Referring expression pointing data
________________

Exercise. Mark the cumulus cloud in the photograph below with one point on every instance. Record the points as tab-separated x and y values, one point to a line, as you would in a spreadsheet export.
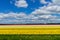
56	2
45	14
21	3
43	2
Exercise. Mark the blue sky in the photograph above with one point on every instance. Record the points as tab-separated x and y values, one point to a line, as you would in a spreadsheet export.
29	11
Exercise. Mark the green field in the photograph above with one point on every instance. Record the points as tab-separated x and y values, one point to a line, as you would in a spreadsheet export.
29	37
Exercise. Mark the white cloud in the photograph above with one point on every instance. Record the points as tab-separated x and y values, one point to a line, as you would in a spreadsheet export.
56	2
21	3
40	15
43	2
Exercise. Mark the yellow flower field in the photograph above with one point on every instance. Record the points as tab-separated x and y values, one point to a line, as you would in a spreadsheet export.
30	29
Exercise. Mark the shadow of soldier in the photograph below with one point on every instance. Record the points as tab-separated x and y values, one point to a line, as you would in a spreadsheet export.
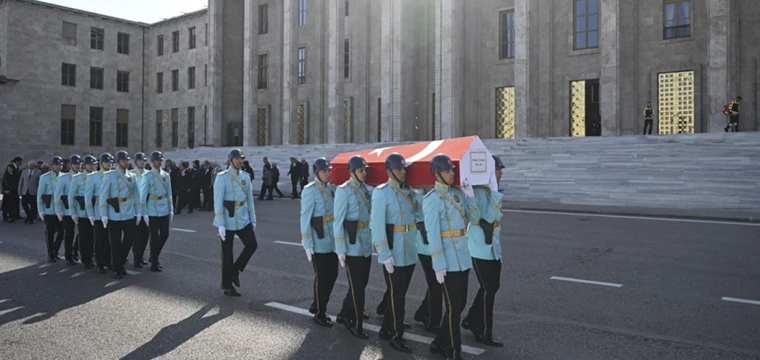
174	335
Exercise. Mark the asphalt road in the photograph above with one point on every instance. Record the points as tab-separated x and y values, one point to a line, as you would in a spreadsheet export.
659	294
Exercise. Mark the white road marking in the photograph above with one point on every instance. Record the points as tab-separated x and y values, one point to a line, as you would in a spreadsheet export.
743	301
418	338
671	219
585	281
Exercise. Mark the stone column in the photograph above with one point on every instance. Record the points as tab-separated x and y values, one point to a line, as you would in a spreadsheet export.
609	42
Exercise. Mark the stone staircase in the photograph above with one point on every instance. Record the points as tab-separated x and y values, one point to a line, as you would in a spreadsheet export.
702	171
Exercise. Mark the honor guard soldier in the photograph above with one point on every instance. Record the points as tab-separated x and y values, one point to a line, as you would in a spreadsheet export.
317	237
234	213
353	243
45	194
156	190
64	208
119	208
92	204
78	209
485	248
447	211
143	229
394	236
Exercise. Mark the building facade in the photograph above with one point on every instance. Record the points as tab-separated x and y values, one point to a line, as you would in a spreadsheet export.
263	72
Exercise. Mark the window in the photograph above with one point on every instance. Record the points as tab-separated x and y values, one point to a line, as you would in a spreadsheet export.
507	34
175	41
159	128
96	126
175	127
301	66
160	45
159	83
347	58
175	80
68	74
677	19
70	33
96	78
301	12
263	19
96	38
191	77
191	38
122	44
122	81
122	127
586	24
263	65
68	116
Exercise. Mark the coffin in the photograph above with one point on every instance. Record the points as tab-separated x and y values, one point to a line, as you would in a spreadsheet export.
471	158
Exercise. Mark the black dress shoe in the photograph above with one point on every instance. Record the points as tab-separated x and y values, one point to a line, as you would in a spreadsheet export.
231	292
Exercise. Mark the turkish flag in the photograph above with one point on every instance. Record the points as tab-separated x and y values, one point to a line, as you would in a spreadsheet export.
472	159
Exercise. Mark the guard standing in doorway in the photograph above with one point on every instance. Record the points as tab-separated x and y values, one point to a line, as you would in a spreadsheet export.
317	237
485	247
394	235
353	243
447	211
234	214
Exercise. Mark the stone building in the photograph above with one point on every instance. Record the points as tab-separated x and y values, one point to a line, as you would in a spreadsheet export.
265	72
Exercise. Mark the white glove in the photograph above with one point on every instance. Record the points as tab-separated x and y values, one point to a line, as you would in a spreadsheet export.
389	263
439	275
309	254
342	259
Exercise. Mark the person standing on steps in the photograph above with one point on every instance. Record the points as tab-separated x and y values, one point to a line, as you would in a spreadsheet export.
447	210
485	247
234	214
317	237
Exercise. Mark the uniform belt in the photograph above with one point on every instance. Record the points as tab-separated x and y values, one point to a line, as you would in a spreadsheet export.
453	233
405	228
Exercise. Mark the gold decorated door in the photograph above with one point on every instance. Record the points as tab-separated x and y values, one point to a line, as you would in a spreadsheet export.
676	103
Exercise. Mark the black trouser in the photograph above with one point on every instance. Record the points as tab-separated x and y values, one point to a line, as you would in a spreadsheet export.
648	123
229	267
398	284
68	237
455	297
102	245
357	272
86	240
141	242
325	274
159	232
120	245
53	229
431	308
480	316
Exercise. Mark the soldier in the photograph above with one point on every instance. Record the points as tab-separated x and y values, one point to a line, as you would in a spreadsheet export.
485	247
79	212
234	213
317	237
394	235
156	191
352	214
120	204
143	231
45	194
91	202
64	208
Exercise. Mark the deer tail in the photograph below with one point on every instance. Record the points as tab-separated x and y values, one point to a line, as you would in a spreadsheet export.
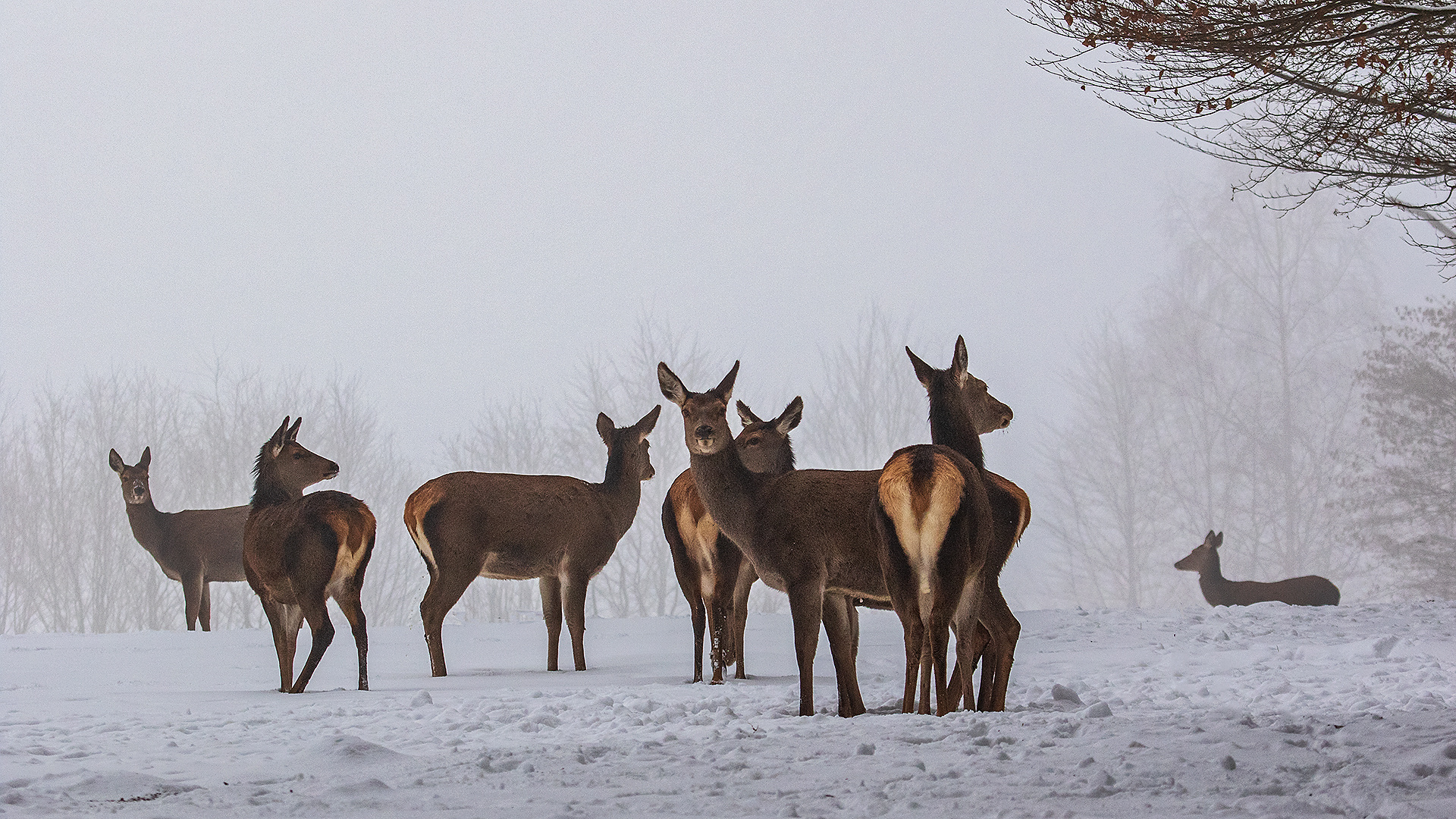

________________

▸ **THE PROBLEM**: Without the pictures, repeat all the records word for word.

▸ **SOLVED EXERCISE**:
Exercise. Mark the cumulus cloud in the photograph below with one point on every instance. Record the points as tab-separated x and y values, one point to a line, as you would in a spreadsheet export.
56	2
45	14
21	3
43	2
Exercise. Mark the blue sky in the photograph above with one point on every instance. Record the points as tab-separated x and y values, one point to a line, as you would in a spreadsheet export.
29	11
Exercise. Mark the green field in the photograph above with one point on every instance. Record the points as tab-separated x and y values, one point to a line, as you would in a spreadsheet export.
29	37
Exercise. Mark the white cloud in the photograph above with one point on every instance. Record the points as tab-separated x and y values, one point to a line, as you would in a spreadsheet export.
56	2
21	3
40	15
43	2
Exercise. Mark the yellow flower field in the photograph above with one point on every instance. Record the points as tab-separated x and y values, one point to a line, as you would in a spreadsheet export.
30	29
Exercise. Mark the shadow of soldier in the photograph below with one point on every instance. Record the points as tab-separated x and y values, one point to a line, as you would in a spreadsheet export.
174	335
Exercise. Mark the asphalt road in the photograph above with one point on every instance. Record the points as tab-separated x and y values, one point to a line, as you would in a spreadsheet export.
659	294
Exercise. Mark the white road marking in the photograph above with one point on every instance. Record the points as tab-separated x and y values, one point to a line, as you would in a spreadsheet export.
743	301
418	338
671	219
585	281
Exercise. Mark the stone column in the photograph above with one point on every instance. Record the points as tab-separated x and y values, one point to a line, as you would in a spreadsheet export.
609	42
Exercise. Mark the stone staircase in the photograph above with one point on every instance. Record the points as tab-separated x and y values, one point to a line, as you would in a spreadsheet export.
702	171
Exercise. Mark the honor guard soldier in the photograph above with one point on every instance. Record the points as tab-separated x and y values, one point to a line, as you would in a spreadsheet export.
317	237
234	213
353	243
45	194
156	190
64	208
119	208
92	204
78	209
485	248
447	211
143	229
394	236
Exercise. Mark the building facade in the photograph above with one point on every instance. Record the points as tab-separated x and y values, one point to a line, as you would in a spreadsheet export.
263	72
Exercise. Mark the window in the photograph above with one point on every instance. Record the points as tab-separated x and y values, one point to a line, as you would in a spreadsheet export.
507	34
175	41
159	128
96	126
175	127
301	66
160	45
159	83
347	58
175	80
68	74
677	19
70	33
96	78
301	12
263	19
96	38
191	77
191	38
122	44
122	81
122	127
586	24
263	65
68	116
Exercise. Mark the coffin in the photograph above with one point on every instance. Record the points as tab-separated x and y values, one point to a line, as you would in a spreadsheet export.
471	158
Exercise. Mark the black dress shoe in the photograph above with one point on every instance. Record the points as tab-separated x and y values, one point to a line, as you would in a spreadsheet export.
231	292
Exercise. Mark the turkish flag in the photograph above with one point on every instance. Record the points as tab-separated x and y values, one point to a line, as you would in a spreadsheet export.
472	159
Exercise. Mark the guard standing in doorway in the photograph above with one point on every instance. Record the points as tab-separated x and y values, one point to a line, as you would in a spreadsheet export.
317	237
485	247
394	235
353	243
447	211
234	214
Exercise. Mark the stone building in the photograph above with one point on every instance. Record the points as tab-separated x and y values, one point to a line, as you would in a spreadsheet export.
265	72
Exercise. Mark the white glove in the photograph above with one point on every instance. Record the points as tab-separated x and y values, one point to a line, as you would in a spreadsheet export.
389	263
439	275
309	254
342	259
Exercise. Mark the person standing on steps in the photograph above with one point on every instance. Record the points as tab-separated x and y values, one point to a line, as you would in a spreadsheet export.
447	210
485	247
234	214
317	237
Exercise. Mark the uniform belt in the photograph above with one point on every instance. Record the points as tab-separated x and y values, one point to a line, as you would in a spreadsheet export.
453	233
405	228
Exercise. Mark the gold decorated door in the photograph above with one point on every instance. Record the points as tab-separated x and y values, one point to a line, as you would in a spreadsheet export.
676	103
Exercise. Mark the black trouser in the photograph above with one point on every instance. Record the points as tab-separated x and y values, one point to a line, as you would in a spreadsheet export.
648	123
229	267
398	284
68	237
455	297
102	245
357	272
86	240
141	242
325	274
159	232
120	245
53	229
431	308
480	316
Exercise. Mark the soldier in the photograph above with one point on every instance. Record the points as tab-separated x and y values, one point to a line, as you would in a spreadsheet export.
485	247
79	212
234	213
317	237
394	235
156	191
352	214
120	204
143	231
45	194
91	202
64	208
Exercise. Mark the deer tail in the photograph below with one point on every instance. Record the points as tab-separated x and y values, one point to a line, as you would in a spreadsheet export.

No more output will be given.